_DIRECTIONS FOR THIS TASK_: All lines from the one that mentions "TARGET = girl in denim jacket" through the last of the entries below must be copied exactly, with both ends kept.

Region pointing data
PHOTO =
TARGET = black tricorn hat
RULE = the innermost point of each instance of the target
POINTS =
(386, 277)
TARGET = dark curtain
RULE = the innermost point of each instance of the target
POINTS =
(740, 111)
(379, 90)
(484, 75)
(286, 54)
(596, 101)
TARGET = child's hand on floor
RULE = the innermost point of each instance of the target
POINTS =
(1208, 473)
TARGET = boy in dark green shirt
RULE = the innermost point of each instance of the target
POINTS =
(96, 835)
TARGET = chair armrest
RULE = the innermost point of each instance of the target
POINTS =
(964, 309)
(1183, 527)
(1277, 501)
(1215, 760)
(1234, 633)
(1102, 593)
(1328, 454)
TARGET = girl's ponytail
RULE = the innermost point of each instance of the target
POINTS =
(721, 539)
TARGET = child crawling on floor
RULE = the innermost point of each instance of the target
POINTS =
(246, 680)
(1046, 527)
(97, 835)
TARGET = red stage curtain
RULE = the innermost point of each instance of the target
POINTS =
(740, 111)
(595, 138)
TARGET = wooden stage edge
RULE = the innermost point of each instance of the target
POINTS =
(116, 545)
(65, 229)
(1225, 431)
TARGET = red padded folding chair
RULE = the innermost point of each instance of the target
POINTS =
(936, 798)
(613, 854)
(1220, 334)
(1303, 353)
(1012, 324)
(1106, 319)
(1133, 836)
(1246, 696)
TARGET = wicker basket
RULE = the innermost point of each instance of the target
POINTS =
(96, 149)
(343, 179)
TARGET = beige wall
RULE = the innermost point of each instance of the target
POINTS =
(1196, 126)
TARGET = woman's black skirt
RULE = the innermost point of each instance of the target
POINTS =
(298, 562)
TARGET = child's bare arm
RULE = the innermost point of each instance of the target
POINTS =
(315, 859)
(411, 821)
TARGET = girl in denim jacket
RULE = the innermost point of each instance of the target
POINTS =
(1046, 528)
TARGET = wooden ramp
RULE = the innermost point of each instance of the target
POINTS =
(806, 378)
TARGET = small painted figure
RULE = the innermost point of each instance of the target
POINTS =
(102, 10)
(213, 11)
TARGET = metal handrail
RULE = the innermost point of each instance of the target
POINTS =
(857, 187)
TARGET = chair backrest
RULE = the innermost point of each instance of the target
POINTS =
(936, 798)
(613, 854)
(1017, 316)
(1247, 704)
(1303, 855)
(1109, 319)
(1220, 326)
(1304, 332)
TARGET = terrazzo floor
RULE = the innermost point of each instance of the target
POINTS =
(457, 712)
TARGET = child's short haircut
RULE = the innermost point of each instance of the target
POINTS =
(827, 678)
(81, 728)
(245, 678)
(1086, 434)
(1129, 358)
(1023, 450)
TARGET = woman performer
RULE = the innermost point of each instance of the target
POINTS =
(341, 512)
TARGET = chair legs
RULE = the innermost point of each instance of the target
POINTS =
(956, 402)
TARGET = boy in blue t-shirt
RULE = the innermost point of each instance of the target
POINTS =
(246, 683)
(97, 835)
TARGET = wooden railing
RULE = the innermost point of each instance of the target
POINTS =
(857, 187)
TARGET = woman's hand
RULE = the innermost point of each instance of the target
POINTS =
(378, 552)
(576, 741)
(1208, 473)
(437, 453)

_COMPLETED EXERCISE_:
TARGET = girl in denim jacket
RULE = the innermost point of each instance of the target
POINTS =
(1046, 528)
TARGET = wooden ramp
RULE = the innermost point of each instance of the target
POINTS =
(806, 378)
TARGET = small painted figure
RULE = the innermost point of each instance of the target
POINTS =
(102, 10)
(213, 11)
TARGET = metal handrail
RULE = the innermost point of each instance of the target
POINTS =
(857, 187)
TARGET = chair backrest
RULE = the innermost point of each instance of the target
POINTS =
(936, 798)
(613, 854)
(1017, 316)
(1247, 704)
(1303, 855)
(1109, 319)
(1220, 326)
(1304, 332)
TARGET = terrazzo floor
RULE = the innermost point of each instance of the target
POINTS =
(457, 712)
TARGET = child's short haircut
RULE = the innermost point of each instance of the target
POINTS =
(827, 678)
(81, 728)
(245, 678)
(1086, 434)
(1129, 358)
(1023, 450)
TARGET = woman performer
RULE = the innermost point of each instance of the target
POINTS =
(341, 512)
TARGET = chair legs
RULE = the innermost point of each instance of the target
POINTS =
(956, 402)
TARGET = boy in blue t-shirt
RULE = the innermost point of each instance of the target
POINTS =
(246, 683)
(97, 835)
TARGET = wooden railing
RULE = the innermost point of each instance of the target
POINTS =
(857, 187)
TARGET = woman's hand
RULE = the innermost point of each instance of the target
POINTS =
(378, 552)
(576, 741)
(1208, 473)
(437, 453)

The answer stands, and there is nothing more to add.